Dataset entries
* * *
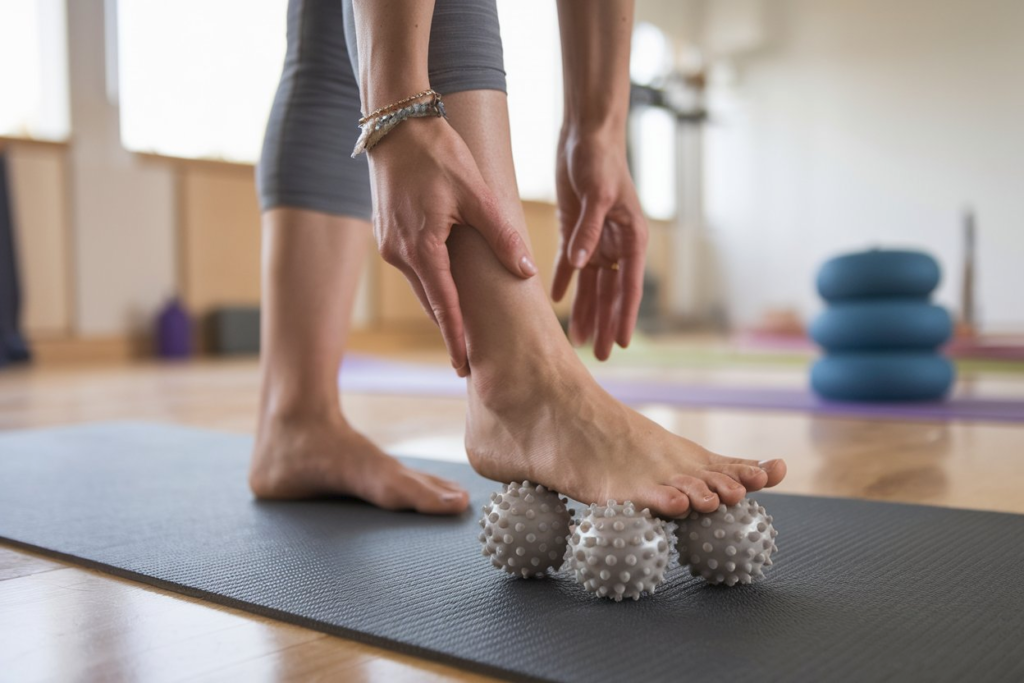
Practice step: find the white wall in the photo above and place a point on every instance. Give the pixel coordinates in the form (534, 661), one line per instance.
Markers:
(869, 122)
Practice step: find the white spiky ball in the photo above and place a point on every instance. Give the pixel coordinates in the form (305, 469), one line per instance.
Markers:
(619, 552)
(525, 529)
(732, 545)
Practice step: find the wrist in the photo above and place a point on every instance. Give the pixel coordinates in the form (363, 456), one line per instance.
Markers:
(604, 133)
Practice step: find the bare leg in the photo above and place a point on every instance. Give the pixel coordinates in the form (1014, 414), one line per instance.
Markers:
(535, 412)
(304, 446)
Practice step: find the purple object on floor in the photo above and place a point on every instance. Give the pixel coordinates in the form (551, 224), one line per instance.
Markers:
(368, 375)
(173, 331)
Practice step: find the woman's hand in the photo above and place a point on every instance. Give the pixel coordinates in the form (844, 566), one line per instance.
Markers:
(424, 181)
(603, 236)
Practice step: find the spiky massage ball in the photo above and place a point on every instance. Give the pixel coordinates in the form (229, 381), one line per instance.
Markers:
(619, 552)
(525, 528)
(729, 546)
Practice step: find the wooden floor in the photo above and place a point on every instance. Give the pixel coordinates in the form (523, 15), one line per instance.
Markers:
(58, 622)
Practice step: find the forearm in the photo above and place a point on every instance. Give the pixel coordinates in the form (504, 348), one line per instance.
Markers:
(393, 38)
(595, 40)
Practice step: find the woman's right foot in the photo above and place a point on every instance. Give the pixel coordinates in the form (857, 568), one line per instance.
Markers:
(305, 457)
(562, 430)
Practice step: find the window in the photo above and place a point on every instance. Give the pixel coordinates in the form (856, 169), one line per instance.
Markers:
(197, 78)
(34, 73)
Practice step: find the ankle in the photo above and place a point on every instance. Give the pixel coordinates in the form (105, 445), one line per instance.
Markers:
(300, 413)
(512, 385)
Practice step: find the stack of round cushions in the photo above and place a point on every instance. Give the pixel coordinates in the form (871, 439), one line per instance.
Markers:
(880, 332)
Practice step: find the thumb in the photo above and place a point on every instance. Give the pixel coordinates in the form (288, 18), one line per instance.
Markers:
(587, 231)
(485, 217)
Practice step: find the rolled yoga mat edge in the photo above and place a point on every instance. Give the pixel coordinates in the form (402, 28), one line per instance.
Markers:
(169, 507)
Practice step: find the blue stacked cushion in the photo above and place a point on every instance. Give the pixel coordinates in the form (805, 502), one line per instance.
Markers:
(880, 332)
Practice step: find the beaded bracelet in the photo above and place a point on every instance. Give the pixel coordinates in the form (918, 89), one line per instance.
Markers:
(393, 105)
(381, 122)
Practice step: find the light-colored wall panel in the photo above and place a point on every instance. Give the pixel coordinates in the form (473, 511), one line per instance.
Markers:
(39, 186)
(122, 206)
(219, 236)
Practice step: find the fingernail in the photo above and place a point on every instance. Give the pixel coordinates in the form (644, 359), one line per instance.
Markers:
(527, 266)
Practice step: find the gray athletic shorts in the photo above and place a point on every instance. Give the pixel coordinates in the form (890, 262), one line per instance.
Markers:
(305, 162)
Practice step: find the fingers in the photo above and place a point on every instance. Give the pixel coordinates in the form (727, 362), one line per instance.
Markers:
(483, 214)
(434, 273)
(607, 296)
(584, 307)
(563, 275)
(588, 229)
(631, 292)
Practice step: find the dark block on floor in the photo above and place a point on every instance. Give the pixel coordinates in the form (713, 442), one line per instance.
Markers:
(233, 331)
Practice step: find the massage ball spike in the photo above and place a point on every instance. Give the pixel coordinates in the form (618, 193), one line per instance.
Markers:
(732, 545)
(525, 529)
(615, 552)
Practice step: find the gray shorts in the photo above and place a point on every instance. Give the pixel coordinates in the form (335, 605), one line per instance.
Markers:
* * *
REQUIRED WORK
Copy every one of the records above word for word, leaving the pictures out.

RESULT
Practice step: find the white wall in the photo above and place a point on every instance. Give the pixel coordinates in the form (534, 661), one line per instance.
Markers:
(869, 122)
Practice step: find the white spiky ball in the photo above and place a point on every instance. Give the pixel coordinates in the form (305, 469), one line per instance.
Markers:
(619, 552)
(525, 529)
(732, 545)
Practice step: find the wrist in the photo above and place a point on every instance. Give the pixel coordinates in the form (363, 456), one line per instance.
Markers:
(604, 133)
Practice step: find the bare leg in the photo above and place a point on every instance. Give the pixel coordinates in the form (1014, 414), one line per instance.
Markers:
(535, 412)
(304, 446)
Practice step: find the purple object on floor in the photo above and place a point on every instance. Give the pixel coordinates in the form (551, 224), one line per instance.
Markers:
(368, 375)
(173, 331)
Practice step: find the woman's hand in the photo above and place a point on every instance. Give the pixel coordinates in the form (844, 566), one line per instance.
Markers:
(424, 181)
(603, 236)
Practice step: find the spiky massage ball in the photo above and place a point on every instance. Give the pixel coordinates in the form (229, 381), one line per instance.
Markers:
(619, 552)
(525, 528)
(729, 546)
Practice step: find the wooden floor in the photo above and place a point on every instance. Give the pixel coordinates in the form (523, 15), one line per instance.
Markers:
(58, 622)
Practice step: find the forearm in the photo above and place a point on every instance. Give the pixel coordinates in the form (504, 348), one line per instance.
Markers:
(393, 38)
(595, 40)
Practice step: find the woman's right foot in the photo above and place a point on every instance. Give the pixel coordinates in the form (857, 568), one line per instance.
Markers:
(305, 457)
(562, 430)
Practice step: find the window in the photo above and place a point on every instance. Give the pixel coordinates in the form (856, 169), one line per instance.
Markers:
(197, 78)
(34, 73)
Practice step: find the ankle in the photo above and place a point on every instance. Give the pixel coordinates in the form (105, 445), one line per instance.
Markers:
(300, 413)
(512, 385)
Practice step: find the stack of round cushions in the photo above and place a point on every instance. Give the pixel coordinates in the form (871, 439), one line per instance.
Markers:
(880, 332)
Practice step: find the thumb in the photo above and place a point on every instance. Give the pixel coordinates in the form (288, 18), one line per instance.
Markers:
(587, 231)
(485, 217)
Practice step: find the rolled yoga mat edge in the photo above and place a point on every instance. Give the pixel coordinates in the form (402, 28), one line per instance.
Markers:
(169, 507)
Practice step: find the blue stacked cushion in the photo above and place a point on every instance. Give the pixel coordinates in the form (805, 502), one line per instance.
Markers:
(880, 332)
Practice step: find the beaded bracelet in the photo above and place a point on every instance. Give the pixel coordinates in the form (918, 89), one line per instance.
Markers:
(393, 105)
(381, 122)
Practice step: find the light-colored wall panel in the photo above and place a point on every instance. Give the pixel coordinates in the form (473, 511), one line per instance.
Markers:
(39, 186)
(122, 206)
(219, 236)
Practice step: find the fingernail in the photo above and place a point on every instance. Give the pixel coordinates in the form (644, 359), one line per instance.
Markers:
(527, 266)
Practice step: find the gray athletic shorts in the photo above and place a point on every instance. Give the pixel coordinates in the form (890, 262), one line per instance.
Markers:
(305, 162)
Practice step: find the fingers in the photo above and place a point on every instance. Give the pixel coordinates in the form (727, 362), one line per instance.
Markers:
(483, 214)
(434, 273)
(607, 296)
(584, 307)
(563, 275)
(588, 229)
(631, 292)
Practice step: find the dark block on floor in the photo above and place a point on every instance. Give the pixel coordinates in the form (713, 442), one line per instance.
Markers:
(233, 331)
Practice step: find the massage ball spike in the photo above and place a point on every instance. Give the pixel coordinates in the form (618, 193), one line per instance.
Markers:
(732, 545)
(525, 529)
(615, 552)
Practice step: find the gray shorts in the photo above and place a point on every instance. Give the pixel coordinates in the form (335, 605), one line per instance.
Markers:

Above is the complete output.